- Exercise
Print only the line with "Where can you see the arrow-shaped" and the lines after it, ending with the last line of the material, each exactly as it stands.

========================================================================

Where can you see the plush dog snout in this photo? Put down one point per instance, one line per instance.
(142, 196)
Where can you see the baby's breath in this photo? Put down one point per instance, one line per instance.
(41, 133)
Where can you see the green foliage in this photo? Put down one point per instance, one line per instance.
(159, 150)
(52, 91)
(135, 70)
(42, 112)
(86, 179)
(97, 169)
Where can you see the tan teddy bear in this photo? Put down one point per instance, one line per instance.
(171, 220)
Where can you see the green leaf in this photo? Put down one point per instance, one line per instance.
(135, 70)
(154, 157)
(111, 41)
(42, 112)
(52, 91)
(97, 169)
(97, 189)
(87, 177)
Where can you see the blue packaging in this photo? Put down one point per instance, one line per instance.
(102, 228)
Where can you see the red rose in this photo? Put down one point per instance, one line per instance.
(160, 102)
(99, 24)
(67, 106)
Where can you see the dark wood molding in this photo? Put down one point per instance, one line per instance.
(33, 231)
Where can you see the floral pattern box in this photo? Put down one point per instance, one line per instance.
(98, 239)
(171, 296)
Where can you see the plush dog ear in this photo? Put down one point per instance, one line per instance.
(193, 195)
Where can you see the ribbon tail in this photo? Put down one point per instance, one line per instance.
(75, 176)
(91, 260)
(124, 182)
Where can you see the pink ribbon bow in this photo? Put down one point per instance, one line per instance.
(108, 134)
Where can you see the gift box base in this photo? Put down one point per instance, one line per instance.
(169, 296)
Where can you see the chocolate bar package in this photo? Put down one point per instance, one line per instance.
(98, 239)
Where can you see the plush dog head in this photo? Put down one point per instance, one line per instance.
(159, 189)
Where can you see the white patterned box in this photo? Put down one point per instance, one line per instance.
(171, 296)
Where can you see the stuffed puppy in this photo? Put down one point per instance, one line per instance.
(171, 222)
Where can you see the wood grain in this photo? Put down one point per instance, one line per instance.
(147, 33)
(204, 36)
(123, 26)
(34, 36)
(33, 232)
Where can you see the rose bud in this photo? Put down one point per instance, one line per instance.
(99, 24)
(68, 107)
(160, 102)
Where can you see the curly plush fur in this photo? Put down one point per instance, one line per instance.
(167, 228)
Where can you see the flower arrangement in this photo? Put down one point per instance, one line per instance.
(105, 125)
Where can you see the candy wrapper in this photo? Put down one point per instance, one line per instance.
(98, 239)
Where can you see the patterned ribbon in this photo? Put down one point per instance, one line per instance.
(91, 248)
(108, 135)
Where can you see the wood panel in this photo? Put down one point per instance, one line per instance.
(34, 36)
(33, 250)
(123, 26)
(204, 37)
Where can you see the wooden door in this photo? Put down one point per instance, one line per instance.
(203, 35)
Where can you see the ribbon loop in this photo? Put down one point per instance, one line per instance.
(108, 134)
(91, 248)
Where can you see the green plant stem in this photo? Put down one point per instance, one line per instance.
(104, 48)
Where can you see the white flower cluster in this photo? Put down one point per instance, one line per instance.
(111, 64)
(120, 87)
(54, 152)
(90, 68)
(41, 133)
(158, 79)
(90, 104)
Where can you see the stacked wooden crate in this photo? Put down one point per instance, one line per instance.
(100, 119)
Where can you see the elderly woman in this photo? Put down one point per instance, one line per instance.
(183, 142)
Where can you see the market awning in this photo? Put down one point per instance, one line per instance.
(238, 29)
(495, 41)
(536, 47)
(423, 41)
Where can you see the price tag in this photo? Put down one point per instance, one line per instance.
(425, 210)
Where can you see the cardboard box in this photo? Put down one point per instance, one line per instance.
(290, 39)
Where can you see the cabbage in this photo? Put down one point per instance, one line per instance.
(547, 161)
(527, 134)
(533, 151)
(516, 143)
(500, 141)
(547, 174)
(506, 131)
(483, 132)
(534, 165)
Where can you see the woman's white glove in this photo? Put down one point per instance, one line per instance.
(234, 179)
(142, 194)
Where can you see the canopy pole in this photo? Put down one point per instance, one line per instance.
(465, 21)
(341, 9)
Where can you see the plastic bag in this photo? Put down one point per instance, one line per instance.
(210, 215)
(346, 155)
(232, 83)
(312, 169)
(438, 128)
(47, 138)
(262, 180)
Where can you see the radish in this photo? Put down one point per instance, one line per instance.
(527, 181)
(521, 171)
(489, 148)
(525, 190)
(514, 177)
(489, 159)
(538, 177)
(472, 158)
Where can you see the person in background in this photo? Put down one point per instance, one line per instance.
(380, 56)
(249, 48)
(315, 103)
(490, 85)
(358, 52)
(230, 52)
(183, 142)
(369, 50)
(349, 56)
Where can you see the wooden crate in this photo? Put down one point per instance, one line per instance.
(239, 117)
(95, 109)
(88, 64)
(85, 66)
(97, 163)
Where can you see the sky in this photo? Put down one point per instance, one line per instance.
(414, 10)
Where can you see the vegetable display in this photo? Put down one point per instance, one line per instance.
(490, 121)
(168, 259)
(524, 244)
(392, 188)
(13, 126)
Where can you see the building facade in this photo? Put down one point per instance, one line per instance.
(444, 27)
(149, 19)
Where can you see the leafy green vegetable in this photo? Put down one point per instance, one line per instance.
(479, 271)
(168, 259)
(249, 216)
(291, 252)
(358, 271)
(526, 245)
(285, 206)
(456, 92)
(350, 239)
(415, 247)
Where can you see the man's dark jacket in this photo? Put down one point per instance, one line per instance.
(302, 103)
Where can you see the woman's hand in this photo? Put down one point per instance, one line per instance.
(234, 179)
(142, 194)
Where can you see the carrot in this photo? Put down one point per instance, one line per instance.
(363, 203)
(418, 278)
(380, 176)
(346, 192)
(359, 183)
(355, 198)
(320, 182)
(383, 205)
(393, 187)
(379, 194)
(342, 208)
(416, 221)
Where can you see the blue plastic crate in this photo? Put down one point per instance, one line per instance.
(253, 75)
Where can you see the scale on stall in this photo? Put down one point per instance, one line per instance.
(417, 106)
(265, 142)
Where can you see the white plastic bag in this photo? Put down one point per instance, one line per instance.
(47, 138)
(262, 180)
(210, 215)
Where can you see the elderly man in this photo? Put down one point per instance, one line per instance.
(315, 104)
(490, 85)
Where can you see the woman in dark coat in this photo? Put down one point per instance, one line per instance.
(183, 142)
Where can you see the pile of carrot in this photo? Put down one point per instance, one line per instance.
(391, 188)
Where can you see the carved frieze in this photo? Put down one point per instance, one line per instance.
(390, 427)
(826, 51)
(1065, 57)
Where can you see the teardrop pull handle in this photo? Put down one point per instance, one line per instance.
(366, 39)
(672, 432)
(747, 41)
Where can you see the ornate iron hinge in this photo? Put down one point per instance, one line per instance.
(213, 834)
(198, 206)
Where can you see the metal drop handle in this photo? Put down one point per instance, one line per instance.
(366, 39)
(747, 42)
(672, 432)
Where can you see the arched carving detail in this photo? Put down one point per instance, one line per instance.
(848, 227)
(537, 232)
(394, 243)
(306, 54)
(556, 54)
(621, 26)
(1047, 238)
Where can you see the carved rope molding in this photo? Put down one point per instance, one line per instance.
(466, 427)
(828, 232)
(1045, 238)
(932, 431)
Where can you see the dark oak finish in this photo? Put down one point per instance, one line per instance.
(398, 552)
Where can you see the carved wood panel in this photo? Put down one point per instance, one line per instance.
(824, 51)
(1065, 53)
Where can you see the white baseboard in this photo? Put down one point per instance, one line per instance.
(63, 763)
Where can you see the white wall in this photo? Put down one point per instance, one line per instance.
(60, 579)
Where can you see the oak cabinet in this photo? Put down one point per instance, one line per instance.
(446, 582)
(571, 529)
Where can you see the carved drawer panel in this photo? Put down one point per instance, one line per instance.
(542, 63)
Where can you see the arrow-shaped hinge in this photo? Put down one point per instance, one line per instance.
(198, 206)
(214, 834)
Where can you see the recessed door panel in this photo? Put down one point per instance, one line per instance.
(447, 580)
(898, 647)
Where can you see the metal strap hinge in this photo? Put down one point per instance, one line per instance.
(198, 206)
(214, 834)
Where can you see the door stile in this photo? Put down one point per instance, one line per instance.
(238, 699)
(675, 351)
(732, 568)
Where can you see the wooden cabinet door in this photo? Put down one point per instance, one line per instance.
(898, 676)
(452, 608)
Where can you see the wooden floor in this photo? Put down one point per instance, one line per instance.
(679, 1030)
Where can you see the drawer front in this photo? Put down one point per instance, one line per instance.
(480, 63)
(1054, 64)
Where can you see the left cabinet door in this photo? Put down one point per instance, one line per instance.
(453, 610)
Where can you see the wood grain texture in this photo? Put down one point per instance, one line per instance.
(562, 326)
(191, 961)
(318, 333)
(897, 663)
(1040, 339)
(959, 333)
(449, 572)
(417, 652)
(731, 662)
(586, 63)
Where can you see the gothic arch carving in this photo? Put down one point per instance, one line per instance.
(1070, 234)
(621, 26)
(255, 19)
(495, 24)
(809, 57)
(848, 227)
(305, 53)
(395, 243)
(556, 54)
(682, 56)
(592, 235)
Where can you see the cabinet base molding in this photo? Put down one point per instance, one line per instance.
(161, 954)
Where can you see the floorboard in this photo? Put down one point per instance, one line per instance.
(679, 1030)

========================================================================

- Exercise response
Where can you see the arrow-shaped hinge in this photo? Put down one point per instance, one line per instance.
(198, 206)
(214, 834)
Where can you see the recessed door panel in this photo? Put down one point per instance, one line per instance.
(447, 580)
(898, 647)
Where can you see the metal strap hinge in this photo? Put down one point per instance, one line per instance.
(198, 206)
(214, 834)
Where can you see the door stile in this photo? Put down one point per instance, one line per instance.
(238, 699)
(675, 351)
(732, 568)
Where can you see the wooden cabinet door in this photo? Put down one point per instance, one line per instance.
(898, 676)
(452, 608)
Where can you see the wooden floor in this photo? Put down one point per instance, one line per instance.
(679, 1030)
Where can you see the drawer front in this photo? Put down one point per instance, one line per instance.
(480, 63)
(1054, 64)
Where can you see the left cabinet door in this photo? Put down one point per instance, one line per instance.
(453, 610)
Where can you see the wood grain texture in this photo? Put down one point per instance, one line per instance.
(562, 326)
(191, 961)
(318, 333)
(897, 663)
(1040, 339)
(959, 333)
(449, 572)
(417, 652)
(731, 662)
(586, 63)
Where can you see the gothic arch carving in this photo? Put down one point per instance, one line per instance.
(1070, 234)
(621, 26)
(255, 19)
(495, 24)
(809, 57)
(848, 227)
(305, 53)
(395, 243)
(556, 54)
(682, 56)
(592, 235)
Where can you see the cabinet base molding in this photo? Put down one point per instance, one line per instance.
(161, 954)
Where can you see the floorboard in this photo? Put down one point per instance, one line per instance.
(679, 1030)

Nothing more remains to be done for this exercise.